§ **WORK INSTRUCTIONS**:
Show every line in the records below that contains the word "roof".

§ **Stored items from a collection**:
....................

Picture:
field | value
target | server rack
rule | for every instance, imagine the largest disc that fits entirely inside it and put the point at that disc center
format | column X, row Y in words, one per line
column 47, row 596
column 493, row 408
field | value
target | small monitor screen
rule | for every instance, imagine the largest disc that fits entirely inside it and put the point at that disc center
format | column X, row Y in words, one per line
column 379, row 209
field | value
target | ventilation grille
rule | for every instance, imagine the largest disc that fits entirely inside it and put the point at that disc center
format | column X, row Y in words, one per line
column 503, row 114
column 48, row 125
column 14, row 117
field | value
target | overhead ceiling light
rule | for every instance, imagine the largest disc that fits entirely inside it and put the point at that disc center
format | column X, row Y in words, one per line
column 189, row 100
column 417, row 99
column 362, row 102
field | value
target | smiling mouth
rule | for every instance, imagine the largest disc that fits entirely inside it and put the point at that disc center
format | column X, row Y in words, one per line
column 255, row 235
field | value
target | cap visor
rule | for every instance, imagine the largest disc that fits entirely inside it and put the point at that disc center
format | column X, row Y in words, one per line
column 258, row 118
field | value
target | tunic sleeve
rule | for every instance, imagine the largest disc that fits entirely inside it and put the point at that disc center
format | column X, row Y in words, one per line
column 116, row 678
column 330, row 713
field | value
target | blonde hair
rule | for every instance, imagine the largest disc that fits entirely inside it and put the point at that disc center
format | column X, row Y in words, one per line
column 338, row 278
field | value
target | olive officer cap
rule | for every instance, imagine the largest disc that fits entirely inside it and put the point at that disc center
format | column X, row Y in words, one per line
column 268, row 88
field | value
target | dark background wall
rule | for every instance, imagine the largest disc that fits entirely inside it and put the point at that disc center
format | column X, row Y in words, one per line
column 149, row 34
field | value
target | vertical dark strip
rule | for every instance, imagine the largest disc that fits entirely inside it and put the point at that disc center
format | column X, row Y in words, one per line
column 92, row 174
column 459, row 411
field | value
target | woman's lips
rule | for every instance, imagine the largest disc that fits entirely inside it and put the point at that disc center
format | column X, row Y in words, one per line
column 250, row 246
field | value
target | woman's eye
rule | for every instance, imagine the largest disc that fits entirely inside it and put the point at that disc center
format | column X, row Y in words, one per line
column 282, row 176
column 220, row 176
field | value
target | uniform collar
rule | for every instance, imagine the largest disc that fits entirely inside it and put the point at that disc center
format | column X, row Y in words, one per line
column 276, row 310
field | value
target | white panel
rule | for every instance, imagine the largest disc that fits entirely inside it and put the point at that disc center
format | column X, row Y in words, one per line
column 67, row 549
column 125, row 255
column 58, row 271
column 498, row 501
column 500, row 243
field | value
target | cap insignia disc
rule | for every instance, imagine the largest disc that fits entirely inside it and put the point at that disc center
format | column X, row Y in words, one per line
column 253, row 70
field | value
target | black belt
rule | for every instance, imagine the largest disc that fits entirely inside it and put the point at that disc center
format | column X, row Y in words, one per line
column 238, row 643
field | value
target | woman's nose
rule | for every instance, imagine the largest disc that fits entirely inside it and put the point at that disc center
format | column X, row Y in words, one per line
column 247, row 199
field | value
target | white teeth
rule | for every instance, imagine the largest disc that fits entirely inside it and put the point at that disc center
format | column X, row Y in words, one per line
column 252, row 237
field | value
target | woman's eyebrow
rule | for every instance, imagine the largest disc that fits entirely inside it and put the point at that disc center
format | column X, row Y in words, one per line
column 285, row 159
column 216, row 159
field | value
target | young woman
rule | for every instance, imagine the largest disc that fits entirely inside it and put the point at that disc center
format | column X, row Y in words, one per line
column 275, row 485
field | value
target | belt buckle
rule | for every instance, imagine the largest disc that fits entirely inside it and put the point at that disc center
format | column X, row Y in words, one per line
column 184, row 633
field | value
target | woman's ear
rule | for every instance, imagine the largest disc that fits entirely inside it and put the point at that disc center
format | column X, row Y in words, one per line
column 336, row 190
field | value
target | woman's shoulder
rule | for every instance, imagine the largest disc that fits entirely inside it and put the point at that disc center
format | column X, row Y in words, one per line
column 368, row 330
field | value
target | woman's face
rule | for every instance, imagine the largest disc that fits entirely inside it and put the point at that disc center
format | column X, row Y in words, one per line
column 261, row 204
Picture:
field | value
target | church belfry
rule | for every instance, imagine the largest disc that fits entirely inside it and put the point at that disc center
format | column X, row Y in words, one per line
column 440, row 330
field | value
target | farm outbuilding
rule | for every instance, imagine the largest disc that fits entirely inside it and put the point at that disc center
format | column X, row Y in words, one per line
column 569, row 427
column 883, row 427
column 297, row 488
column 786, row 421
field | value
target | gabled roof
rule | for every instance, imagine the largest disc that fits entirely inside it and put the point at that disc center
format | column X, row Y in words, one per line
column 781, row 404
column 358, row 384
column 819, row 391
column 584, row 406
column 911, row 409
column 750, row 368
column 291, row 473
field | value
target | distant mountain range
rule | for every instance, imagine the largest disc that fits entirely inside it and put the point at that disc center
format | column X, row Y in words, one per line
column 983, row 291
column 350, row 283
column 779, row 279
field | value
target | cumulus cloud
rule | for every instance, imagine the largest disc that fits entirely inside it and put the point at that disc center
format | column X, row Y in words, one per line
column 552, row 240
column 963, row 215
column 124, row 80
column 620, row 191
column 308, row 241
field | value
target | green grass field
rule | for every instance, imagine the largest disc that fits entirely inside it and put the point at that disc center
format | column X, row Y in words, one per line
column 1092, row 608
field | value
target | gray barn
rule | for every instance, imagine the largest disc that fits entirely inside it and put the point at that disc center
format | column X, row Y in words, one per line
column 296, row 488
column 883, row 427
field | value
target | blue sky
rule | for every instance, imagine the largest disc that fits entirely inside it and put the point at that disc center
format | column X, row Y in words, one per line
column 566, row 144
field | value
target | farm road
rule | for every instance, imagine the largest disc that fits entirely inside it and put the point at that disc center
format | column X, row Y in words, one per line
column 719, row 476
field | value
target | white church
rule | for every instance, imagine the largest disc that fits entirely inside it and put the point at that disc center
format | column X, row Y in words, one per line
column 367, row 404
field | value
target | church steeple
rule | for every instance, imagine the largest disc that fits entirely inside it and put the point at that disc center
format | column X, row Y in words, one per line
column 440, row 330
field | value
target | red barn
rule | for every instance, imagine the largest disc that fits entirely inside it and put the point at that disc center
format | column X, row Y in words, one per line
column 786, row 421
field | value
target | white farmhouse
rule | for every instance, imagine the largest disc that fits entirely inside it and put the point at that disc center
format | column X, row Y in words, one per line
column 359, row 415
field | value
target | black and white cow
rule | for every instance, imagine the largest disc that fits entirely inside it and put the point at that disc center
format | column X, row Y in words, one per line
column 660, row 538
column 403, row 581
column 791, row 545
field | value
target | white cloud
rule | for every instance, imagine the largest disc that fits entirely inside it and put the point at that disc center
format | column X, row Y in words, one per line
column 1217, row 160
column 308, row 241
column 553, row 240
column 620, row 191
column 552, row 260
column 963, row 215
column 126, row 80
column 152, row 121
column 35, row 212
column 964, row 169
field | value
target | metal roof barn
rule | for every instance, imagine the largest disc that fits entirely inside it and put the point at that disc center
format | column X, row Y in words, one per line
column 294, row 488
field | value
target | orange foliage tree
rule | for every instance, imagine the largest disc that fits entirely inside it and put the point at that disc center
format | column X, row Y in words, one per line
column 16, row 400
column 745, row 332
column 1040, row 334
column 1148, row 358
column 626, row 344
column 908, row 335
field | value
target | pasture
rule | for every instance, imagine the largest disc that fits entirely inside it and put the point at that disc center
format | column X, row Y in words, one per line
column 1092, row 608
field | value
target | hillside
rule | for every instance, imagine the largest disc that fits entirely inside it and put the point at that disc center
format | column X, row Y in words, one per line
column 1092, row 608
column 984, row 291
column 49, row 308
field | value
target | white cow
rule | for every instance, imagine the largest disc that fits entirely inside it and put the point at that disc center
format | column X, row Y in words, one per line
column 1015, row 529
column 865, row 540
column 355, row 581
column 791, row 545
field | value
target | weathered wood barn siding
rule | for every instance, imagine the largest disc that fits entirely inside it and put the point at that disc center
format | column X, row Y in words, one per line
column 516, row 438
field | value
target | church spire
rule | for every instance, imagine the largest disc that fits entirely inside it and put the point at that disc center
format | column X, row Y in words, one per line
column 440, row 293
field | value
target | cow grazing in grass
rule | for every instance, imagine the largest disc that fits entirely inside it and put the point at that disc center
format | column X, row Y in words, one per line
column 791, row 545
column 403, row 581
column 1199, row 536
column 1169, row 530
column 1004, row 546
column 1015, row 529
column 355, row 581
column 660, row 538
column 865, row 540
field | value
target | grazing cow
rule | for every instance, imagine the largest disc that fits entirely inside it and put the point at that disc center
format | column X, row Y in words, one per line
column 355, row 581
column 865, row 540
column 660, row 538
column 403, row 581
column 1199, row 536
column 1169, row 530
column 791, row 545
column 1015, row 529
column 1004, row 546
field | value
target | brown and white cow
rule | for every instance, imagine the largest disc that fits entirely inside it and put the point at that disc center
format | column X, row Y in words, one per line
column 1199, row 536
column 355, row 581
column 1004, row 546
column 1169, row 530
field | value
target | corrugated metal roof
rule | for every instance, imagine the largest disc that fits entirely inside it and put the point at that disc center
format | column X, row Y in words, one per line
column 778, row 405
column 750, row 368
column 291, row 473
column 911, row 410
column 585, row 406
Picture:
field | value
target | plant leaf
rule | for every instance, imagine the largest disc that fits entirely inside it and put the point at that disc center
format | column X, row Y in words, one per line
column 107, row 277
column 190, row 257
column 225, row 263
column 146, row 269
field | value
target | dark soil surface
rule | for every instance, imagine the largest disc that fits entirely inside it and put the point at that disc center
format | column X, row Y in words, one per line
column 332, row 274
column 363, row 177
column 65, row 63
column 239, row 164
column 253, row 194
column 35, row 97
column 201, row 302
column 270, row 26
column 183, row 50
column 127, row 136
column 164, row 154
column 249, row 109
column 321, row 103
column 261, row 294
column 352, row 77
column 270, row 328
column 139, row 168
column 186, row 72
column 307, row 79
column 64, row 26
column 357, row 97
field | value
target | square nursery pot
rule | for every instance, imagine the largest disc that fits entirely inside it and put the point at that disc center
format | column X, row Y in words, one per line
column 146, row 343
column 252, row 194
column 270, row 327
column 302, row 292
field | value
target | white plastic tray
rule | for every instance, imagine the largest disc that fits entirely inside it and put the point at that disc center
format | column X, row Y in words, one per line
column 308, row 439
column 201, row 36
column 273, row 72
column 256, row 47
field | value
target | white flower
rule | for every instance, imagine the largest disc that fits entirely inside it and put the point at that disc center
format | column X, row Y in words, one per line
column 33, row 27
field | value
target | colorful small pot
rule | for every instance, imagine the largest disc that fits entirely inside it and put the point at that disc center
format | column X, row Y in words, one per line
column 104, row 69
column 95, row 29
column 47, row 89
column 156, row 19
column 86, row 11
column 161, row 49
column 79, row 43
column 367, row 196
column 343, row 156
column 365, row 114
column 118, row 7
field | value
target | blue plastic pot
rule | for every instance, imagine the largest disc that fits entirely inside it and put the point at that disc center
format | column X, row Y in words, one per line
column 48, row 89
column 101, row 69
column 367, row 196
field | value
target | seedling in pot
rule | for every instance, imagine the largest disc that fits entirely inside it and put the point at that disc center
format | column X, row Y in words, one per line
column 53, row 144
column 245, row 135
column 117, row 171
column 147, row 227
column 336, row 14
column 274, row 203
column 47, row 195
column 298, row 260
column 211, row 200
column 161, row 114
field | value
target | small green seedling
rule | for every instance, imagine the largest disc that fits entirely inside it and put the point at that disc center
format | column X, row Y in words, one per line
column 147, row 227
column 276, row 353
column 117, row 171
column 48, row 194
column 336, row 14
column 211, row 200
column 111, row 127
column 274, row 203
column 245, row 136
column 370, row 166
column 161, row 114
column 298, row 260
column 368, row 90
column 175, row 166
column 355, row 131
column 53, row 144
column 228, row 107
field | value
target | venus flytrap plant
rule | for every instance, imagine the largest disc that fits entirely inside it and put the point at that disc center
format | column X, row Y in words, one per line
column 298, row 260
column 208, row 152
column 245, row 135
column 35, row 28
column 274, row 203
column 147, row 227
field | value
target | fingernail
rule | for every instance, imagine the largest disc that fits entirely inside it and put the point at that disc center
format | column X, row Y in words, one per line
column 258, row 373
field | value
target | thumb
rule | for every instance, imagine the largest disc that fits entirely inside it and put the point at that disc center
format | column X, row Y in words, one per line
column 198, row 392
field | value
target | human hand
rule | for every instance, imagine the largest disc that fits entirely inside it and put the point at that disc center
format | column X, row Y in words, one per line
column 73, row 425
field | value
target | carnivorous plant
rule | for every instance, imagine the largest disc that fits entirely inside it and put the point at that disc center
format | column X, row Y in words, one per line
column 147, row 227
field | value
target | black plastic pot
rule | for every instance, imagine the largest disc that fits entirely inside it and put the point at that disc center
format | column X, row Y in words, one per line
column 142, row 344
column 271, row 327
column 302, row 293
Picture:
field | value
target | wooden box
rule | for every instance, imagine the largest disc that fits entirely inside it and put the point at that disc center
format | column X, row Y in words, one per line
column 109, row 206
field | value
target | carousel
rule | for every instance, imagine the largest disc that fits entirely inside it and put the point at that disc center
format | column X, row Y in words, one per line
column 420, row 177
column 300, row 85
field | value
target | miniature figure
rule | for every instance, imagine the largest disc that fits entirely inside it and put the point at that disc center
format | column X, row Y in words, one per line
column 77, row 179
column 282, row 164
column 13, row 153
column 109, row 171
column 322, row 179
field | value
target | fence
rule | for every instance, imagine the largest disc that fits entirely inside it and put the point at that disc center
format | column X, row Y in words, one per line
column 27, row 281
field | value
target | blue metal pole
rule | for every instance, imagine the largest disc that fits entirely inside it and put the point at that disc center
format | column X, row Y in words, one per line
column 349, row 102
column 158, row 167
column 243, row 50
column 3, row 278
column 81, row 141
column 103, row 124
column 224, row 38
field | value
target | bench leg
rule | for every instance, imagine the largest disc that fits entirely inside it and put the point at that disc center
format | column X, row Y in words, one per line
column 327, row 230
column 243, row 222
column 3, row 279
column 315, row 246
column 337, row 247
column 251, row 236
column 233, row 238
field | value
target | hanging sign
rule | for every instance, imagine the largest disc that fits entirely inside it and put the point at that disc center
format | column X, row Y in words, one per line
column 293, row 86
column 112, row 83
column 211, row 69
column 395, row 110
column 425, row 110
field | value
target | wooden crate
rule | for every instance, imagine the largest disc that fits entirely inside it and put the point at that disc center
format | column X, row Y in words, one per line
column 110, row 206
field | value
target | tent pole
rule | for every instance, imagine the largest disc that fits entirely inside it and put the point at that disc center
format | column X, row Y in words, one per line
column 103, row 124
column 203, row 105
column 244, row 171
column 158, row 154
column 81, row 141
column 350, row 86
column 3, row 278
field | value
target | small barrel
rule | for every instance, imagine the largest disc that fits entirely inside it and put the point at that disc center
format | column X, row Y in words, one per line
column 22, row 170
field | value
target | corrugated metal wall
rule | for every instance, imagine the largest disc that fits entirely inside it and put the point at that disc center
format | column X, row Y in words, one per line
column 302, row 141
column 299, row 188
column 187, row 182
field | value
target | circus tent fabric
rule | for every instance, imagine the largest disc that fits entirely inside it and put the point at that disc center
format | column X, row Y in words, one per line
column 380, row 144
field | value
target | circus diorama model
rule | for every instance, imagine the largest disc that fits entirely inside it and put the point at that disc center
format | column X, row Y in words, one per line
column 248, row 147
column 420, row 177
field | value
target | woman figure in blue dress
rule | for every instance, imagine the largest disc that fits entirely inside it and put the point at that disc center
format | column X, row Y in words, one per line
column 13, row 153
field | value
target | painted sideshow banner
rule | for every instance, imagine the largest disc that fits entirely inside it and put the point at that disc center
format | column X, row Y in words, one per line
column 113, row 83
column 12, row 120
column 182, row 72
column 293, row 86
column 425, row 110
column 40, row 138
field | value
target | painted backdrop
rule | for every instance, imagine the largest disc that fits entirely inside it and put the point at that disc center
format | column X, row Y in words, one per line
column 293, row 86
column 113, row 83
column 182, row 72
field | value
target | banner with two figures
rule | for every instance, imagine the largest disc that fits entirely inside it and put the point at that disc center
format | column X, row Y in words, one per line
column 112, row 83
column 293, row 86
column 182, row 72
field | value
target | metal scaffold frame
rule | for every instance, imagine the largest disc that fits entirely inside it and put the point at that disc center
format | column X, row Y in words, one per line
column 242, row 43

....................

§ **WRITTEN ANSWER**:
target | gabled roof
target | metal roof barn
target | corrugated metal roof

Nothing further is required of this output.